[Text extract]:
--- Begin ---

3–4 pounds bones of any type—beef, bison or buffalo, marrow bones, lamb, venison, chicken, duck, goose, turkey, goat, or pork, roasted at 400°F for 50 minutes. Add chicken feet or beef knuckles for more nutrition and flavor. Don’t knock it till you try it!
1 gallon filtered water
3–5 cups assorted vegetables, roots, and fresh or dry herbs
10 cloves garlic, peeled
1. In a large stockpot or Crock-Pot, submerge the bones in the filtered water (adding more if necessary). Bring to a low simmer and allow to cook covered for 6 to 12 hours if using chicken bones, 12 to 24 hours (up to 48, if desired) when using larger bones like beef. During the first few hours, skim away any gray foam that rises to the top. This is the time to add mushrooms like maitake or shiitake, as well as astragalus root or ginger.
2. During the last hour of cooking, you can add vegetables—except for garlic and fresh herbs, which you can add toward the end. A good indication that the broth is done is the bones become crumbly—a sign that the minerals are dissolving into the broth. (Make sure to eat the marrow—in pastured animals the marrow is dense with healthy fats that support immunity.)
3. Strain the broth through a colander or sieve and store in the fridge for up to a week or freeze it into cubes to have handy for future meals. The bits of ginger, reishi, and astragalus have already infused the soup and can be composted.
BLISS BALLS
Serves 10 as dessert, or keep in fridge and enjoy over several days
These make appealing, nutrient-dense treats that boost immunity all year round. A little goes a long way. There are endless variations, including dates, lemon zest, ground nuts, chia or hemp seeds, and so on. Get creative!
16-ounce jar sprouted nut butter, tahini, or sunflower butter
3/4 cup blackstrap molasses
1/4 cup grade B maple syrup (or 1/2 cup, depending on desired sweetness)
2 tablespoons reishi powder
2 tablespoons astragalus root powder
2 cups raw cacao powder (or fair-trade powdered cocoa in a pinch)
Unsweetened coconut flakes (optional)
Combine nut butter with maple syrup and mix. Blend in reishi, astragalus, and cacao powder. Use a small melon scoop to form balls, then roll in cocoa and, if desired, coconut. These keep in the fridge for at least a week.

--- End ---

[Entries from a pointing dataset]:
--- Begin ---

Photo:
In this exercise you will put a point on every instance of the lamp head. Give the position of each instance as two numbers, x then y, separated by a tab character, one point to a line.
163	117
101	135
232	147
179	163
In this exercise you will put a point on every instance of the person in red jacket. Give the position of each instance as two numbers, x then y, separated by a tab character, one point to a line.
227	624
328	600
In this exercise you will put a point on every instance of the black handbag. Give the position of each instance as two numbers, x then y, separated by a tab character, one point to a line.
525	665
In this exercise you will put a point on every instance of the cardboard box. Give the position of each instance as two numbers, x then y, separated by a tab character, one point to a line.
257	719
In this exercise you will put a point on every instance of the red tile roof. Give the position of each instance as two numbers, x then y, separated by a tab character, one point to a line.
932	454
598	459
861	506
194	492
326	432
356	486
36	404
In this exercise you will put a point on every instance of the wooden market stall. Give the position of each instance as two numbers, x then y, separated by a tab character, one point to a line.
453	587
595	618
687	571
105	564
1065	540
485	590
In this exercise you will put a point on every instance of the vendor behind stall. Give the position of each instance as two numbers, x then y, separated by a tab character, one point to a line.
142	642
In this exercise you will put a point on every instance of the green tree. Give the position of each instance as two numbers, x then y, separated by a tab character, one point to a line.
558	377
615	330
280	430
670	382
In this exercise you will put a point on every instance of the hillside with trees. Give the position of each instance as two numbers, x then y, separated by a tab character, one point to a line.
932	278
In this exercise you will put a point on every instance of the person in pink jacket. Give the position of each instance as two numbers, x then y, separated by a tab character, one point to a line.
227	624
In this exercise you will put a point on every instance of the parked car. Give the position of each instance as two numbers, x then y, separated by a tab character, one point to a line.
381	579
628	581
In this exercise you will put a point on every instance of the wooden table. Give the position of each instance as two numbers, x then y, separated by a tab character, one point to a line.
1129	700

--- End ---

[Task instructions]:
[A] Answer these from the recipe text:
(i) At what temperature and for how long are the bones roasted?
(ii) How long can the strained broth be kept in the fridge?
(iii) How much reishi powder goes into the bliss balls?
[B] Extend the recipe text from its last sentence by writing the next recipe in the same format.

[Responses in order]:
[A]
(i) At 400°F for 50 minutes.
(ii) Up to a week.
(iii) 2 tablespoons.

[B]
SQUASH AND LENTIL STEW
Serves 8 to 10
This is a great meal—easy and hearty, and the leftovers are delicious to pack up for lunch the next day.
6 tablespoons butter, ghee, coconut oil, or olive oil
1 teaspoon paprika
1 large onion, chopped
2 pounds butternut squash, peeled and cut into 1/2-inch pieces
1 carrot, chopped
1 celery rib, chopped
4 garlic cloves, minced
1 teaspoon salt plus additional to taste
2 tablespoons minced ginger, peeled
1 teaspoon turmeric
1 teaspoon cumin
1/4 teaspoon cayenne (optional)
11/2 cups red lentils, soaked and sprouted (see note on page 318)
8 cups bone broth or water
Juice of 1 large lemon or 2 tablespoons umeboshi vinegar
Freshly ground pepper, to taste
1. Place a large cast-iron pan or heavy-bottomed pot with a lid over medium-high heat. Add the fat and when it moves easily around the pan, add the paprika. Sauté until the spice is slightly brown and aromatic. Add the onion and sauté until translucent, about 4 minutes, then add the squash, carrot, celery, garlic, and 1 teaspoon of salt. Cook until all the vegetables are tender, about 10 minutes, stirring occasionally. Stir in the ginger, turmeric, cumin, and cayenne (if using) and cook, stirring frequently, for another 2 minutes.
2. Add the lentils and broth or water and simmer, covered, until the lentils are tender, 20 to 30 minutes.
3. Stir in the lemon juice or umeboshi vinegar, season with salt and pepper, and serve alone or with a grain.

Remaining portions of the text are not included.